**Task instructions**
Count how many lines of the material below contain the string "pesto". Reply with only the number.

**Records shown**
[start]
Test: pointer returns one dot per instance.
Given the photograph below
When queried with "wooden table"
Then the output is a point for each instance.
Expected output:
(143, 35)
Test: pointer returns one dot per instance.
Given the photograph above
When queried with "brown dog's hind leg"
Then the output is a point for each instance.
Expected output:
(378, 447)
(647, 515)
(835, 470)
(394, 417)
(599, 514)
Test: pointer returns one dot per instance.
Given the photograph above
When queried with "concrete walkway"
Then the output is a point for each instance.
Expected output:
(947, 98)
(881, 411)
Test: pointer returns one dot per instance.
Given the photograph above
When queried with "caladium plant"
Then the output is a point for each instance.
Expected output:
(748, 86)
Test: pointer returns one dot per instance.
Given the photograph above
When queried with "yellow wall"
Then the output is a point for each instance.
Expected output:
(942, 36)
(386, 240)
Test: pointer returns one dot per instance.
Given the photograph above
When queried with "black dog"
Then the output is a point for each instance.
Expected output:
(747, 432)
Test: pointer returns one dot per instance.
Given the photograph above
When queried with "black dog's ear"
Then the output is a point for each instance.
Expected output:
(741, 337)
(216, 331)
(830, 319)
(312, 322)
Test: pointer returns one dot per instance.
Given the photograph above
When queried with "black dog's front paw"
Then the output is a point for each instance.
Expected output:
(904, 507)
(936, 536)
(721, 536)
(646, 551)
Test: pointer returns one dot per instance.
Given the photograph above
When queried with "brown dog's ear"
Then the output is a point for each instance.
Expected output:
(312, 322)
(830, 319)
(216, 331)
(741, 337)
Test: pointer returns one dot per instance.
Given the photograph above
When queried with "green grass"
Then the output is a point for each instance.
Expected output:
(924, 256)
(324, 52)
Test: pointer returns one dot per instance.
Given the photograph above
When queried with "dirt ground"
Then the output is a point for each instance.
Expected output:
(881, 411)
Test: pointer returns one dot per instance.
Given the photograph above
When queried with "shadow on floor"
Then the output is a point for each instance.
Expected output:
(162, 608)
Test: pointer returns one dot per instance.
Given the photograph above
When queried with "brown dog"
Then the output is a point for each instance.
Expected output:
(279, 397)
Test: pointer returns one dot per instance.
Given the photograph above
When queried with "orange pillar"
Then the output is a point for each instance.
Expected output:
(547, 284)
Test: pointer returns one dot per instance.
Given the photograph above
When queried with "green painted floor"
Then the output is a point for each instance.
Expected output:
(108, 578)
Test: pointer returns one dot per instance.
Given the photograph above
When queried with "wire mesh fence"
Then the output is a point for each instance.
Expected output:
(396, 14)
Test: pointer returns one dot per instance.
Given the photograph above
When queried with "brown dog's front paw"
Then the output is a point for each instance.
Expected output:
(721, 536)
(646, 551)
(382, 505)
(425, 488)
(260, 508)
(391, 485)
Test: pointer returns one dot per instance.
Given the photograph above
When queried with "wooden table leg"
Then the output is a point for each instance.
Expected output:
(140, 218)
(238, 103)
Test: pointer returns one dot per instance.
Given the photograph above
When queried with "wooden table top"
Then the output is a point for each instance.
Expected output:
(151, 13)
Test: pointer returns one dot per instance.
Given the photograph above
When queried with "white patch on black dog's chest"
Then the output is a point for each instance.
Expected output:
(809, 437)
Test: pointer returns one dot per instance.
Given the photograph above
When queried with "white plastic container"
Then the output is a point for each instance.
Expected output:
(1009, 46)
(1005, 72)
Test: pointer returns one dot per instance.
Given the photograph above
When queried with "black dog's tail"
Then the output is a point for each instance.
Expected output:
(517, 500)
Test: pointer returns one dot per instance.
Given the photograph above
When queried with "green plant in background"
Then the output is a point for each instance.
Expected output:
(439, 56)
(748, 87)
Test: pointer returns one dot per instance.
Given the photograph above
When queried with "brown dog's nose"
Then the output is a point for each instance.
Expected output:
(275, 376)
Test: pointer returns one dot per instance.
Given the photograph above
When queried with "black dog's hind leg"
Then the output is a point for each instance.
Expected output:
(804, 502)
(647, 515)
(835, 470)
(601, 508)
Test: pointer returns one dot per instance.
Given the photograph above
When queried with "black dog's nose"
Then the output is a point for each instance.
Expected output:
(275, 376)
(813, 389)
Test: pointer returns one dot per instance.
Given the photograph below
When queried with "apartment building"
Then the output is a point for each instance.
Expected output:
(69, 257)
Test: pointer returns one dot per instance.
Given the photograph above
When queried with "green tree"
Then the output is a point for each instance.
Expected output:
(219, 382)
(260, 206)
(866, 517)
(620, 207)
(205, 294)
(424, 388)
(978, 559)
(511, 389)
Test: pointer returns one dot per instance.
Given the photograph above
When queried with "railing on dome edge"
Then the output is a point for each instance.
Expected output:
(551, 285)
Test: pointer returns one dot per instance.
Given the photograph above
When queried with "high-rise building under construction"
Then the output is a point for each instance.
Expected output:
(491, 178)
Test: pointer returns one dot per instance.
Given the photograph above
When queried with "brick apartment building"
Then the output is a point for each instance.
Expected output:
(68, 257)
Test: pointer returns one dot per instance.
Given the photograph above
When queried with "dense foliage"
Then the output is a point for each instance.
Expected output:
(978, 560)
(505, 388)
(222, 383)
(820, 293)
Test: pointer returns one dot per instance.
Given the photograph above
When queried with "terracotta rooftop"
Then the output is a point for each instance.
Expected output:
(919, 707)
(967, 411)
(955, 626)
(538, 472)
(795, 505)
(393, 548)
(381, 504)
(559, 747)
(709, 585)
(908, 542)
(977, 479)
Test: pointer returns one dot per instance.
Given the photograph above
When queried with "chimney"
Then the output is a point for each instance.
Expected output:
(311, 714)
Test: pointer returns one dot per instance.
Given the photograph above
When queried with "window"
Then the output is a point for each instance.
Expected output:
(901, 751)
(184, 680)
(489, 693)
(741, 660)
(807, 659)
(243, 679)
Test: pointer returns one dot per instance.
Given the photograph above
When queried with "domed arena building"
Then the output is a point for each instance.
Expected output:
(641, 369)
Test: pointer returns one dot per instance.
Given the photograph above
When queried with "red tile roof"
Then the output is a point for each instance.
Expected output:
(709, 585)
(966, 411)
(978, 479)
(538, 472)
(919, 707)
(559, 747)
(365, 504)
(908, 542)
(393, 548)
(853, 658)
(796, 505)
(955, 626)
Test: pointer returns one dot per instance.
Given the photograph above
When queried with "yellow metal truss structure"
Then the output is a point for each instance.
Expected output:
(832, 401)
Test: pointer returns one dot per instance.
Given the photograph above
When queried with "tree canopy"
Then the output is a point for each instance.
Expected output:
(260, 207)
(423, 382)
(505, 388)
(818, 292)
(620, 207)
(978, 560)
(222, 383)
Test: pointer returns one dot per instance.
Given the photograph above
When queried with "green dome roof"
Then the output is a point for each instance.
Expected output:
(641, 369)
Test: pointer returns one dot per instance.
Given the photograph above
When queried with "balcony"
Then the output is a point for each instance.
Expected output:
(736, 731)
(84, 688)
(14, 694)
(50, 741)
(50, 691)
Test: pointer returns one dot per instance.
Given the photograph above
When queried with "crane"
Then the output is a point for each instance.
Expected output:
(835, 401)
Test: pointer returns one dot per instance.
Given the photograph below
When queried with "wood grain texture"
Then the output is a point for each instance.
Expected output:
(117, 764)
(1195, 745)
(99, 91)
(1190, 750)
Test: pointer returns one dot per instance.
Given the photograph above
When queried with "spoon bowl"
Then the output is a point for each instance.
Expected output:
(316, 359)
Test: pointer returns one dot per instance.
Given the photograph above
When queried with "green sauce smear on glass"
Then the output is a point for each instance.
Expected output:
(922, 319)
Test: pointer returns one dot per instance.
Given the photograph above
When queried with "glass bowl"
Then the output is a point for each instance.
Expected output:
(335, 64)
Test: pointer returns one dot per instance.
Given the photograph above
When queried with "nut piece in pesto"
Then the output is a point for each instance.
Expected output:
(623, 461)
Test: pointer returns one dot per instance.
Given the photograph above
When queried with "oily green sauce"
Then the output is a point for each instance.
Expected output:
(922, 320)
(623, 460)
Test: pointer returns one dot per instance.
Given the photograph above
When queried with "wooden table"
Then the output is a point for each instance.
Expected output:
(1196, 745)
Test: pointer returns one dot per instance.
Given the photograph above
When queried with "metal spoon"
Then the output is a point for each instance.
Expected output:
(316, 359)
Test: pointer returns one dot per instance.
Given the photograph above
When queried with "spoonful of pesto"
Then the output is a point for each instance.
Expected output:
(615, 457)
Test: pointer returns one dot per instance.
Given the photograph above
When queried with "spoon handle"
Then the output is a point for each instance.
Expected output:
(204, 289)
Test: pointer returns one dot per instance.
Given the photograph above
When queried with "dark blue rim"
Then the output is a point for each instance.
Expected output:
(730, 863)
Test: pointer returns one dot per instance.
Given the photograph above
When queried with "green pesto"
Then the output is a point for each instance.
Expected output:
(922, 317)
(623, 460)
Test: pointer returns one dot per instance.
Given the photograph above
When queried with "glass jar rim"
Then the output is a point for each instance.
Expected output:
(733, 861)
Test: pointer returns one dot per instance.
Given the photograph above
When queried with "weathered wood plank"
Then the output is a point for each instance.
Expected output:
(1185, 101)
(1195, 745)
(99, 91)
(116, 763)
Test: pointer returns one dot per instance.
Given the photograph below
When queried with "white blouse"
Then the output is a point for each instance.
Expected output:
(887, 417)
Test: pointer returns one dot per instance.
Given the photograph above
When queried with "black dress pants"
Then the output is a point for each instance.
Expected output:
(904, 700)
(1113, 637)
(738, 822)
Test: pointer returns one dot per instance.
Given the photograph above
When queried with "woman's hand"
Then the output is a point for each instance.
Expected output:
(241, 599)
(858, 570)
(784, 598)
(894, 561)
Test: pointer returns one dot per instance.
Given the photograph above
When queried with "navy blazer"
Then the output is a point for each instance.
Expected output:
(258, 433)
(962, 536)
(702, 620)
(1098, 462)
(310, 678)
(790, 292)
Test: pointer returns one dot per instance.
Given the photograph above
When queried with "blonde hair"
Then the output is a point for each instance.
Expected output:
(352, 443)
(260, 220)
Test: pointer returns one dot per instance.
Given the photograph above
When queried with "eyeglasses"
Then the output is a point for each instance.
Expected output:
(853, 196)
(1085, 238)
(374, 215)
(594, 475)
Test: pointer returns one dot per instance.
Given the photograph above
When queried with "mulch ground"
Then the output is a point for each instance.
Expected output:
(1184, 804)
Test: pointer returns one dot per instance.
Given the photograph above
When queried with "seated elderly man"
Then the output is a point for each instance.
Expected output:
[end]
**Written response**
3